Matériel fourni =>
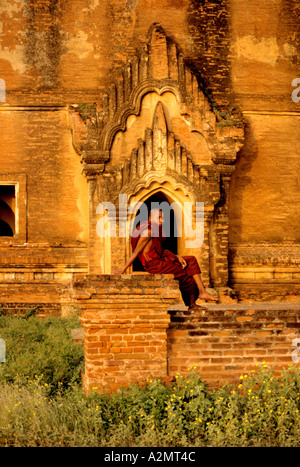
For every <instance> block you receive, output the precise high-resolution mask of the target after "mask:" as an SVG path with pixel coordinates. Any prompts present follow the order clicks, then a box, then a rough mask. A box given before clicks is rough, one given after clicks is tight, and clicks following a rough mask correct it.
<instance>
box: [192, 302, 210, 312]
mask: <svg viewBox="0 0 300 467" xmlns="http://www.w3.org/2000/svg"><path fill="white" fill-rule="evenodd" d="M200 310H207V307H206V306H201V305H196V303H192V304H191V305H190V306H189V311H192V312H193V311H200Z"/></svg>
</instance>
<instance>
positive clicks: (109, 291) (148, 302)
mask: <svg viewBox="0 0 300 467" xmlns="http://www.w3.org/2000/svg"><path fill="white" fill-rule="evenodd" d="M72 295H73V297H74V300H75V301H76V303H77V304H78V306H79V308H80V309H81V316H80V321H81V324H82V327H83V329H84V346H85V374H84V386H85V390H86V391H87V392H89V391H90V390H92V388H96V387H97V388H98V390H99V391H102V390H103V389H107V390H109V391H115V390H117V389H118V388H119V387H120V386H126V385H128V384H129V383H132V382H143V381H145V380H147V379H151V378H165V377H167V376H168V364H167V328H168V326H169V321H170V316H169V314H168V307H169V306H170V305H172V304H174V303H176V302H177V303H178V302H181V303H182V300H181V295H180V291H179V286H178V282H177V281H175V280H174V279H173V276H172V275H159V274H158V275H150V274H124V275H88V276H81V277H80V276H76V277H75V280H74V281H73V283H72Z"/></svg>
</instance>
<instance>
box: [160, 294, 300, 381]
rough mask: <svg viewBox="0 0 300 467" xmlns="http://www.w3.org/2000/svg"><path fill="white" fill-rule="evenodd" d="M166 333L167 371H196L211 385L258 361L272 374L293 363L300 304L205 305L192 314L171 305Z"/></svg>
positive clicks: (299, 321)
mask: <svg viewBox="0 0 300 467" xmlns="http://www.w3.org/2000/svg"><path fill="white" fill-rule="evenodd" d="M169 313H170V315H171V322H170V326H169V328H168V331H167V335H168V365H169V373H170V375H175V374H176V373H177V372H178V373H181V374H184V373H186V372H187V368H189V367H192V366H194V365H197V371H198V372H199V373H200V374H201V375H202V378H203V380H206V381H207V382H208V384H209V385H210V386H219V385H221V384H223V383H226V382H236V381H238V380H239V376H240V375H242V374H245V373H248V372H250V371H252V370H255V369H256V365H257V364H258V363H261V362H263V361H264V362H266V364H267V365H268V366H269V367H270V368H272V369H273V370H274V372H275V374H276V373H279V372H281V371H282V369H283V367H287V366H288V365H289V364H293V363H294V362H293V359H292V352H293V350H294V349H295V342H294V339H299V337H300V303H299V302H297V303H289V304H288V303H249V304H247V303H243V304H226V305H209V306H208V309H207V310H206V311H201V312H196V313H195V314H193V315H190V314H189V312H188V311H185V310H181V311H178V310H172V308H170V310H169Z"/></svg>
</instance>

Détails du problème => Présentez sous forme de tableau Markdown tout le matériel, depuis le début jusqu'à la ligne contenant "box: [192, 302, 210, 312]" incluse, avec une colonne « N° » pour le numéro de ligne et une colonne « Contenu » pour la ligne elle-même, sans les lignes vides. Laissez les images hors de la réponse, s'il vous plaît.

Votre réponse =>
| N° | Contenu |
|---|---|
| 1 | For every <instance> block you receive, output the precise high-resolution mask of the target after "mask:" as an SVG path with pixel coordinates. Any prompts present follow the order clicks, then a box, then a rough mask. A box given before clicks is rough, one given after clicks is tight, and clicks following a rough mask correct it. |
| 2 | <instance> |
| 3 | box: [192, 302, 210, 312] |